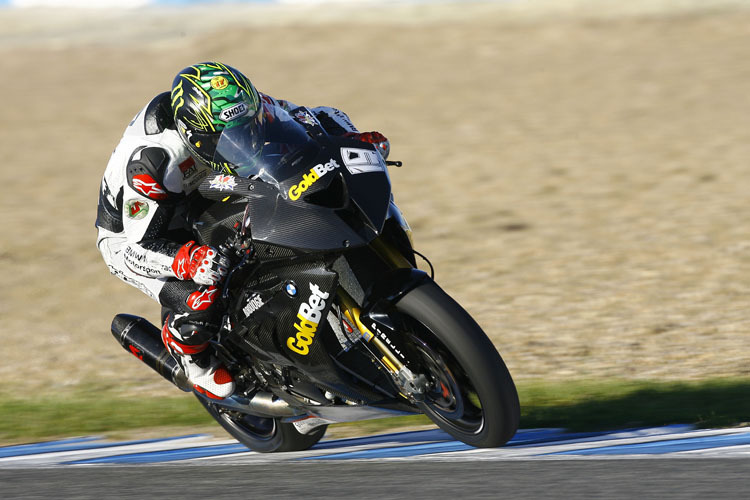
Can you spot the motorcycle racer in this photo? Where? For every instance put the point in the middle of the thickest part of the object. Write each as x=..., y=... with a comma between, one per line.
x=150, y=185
---
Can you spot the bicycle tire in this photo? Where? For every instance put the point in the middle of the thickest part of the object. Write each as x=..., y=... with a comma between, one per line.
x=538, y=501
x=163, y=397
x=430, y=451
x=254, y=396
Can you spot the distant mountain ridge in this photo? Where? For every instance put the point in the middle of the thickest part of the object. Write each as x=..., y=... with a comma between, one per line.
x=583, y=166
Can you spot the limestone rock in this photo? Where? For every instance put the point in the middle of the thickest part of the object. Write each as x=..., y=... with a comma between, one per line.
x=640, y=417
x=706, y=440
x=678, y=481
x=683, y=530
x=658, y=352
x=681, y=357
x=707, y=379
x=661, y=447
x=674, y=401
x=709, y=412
--
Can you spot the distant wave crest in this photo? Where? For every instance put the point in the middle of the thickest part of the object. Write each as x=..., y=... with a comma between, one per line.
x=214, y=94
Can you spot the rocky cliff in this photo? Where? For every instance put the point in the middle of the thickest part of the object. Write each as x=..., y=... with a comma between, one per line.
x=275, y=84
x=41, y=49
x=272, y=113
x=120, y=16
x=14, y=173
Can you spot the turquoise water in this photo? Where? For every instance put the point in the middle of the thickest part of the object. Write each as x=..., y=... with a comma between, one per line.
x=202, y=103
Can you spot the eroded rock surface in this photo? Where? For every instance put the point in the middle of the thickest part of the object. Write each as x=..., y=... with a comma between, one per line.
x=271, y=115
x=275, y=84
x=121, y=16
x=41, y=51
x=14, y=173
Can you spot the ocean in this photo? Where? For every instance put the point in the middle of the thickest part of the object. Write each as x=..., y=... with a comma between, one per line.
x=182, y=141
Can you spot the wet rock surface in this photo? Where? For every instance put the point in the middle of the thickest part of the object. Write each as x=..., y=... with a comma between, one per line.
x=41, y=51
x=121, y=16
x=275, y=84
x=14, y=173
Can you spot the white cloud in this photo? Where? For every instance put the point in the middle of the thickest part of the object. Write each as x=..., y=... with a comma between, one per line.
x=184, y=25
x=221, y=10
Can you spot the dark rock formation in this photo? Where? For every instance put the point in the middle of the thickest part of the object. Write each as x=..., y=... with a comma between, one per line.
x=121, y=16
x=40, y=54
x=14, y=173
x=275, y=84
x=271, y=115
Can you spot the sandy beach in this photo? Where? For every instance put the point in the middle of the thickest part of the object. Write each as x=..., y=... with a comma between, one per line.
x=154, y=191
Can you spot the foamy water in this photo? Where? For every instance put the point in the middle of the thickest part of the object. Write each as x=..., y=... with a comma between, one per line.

*Given request*: Convert the entries from the line containing "Can you spot the bicycle" up to and including the line containing "x=709, y=412" into a numbered list with blank lines omitted, and leave out all other lines.

*Written answer*:
1. Can you spot the bicycle tire in this photo? Where? For every instance put the point in the middle of the thickest part of the object. Write each as x=..., y=... with a comma between, one per line.
2. x=538, y=501
3. x=163, y=397
4. x=430, y=451
5. x=254, y=396
6. Can you spot the distant mountain ridge in this photo? Where? For every instance put the point in the middle of the thickest part of the object. Write each as x=..., y=... with a comma between, one per line.
7. x=583, y=166
8. Can you spot the limestone rock in this photo? Where? For every instance put the point in the middle of the thickest part of the object. Write each as x=..., y=... with a comma between, one per line.
9. x=640, y=417
10. x=706, y=440
11. x=678, y=481
12. x=683, y=530
13. x=658, y=352
14. x=681, y=357
15. x=707, y=379
16. x=661, y=447
17. x=674, y=401
18. x=709, y=412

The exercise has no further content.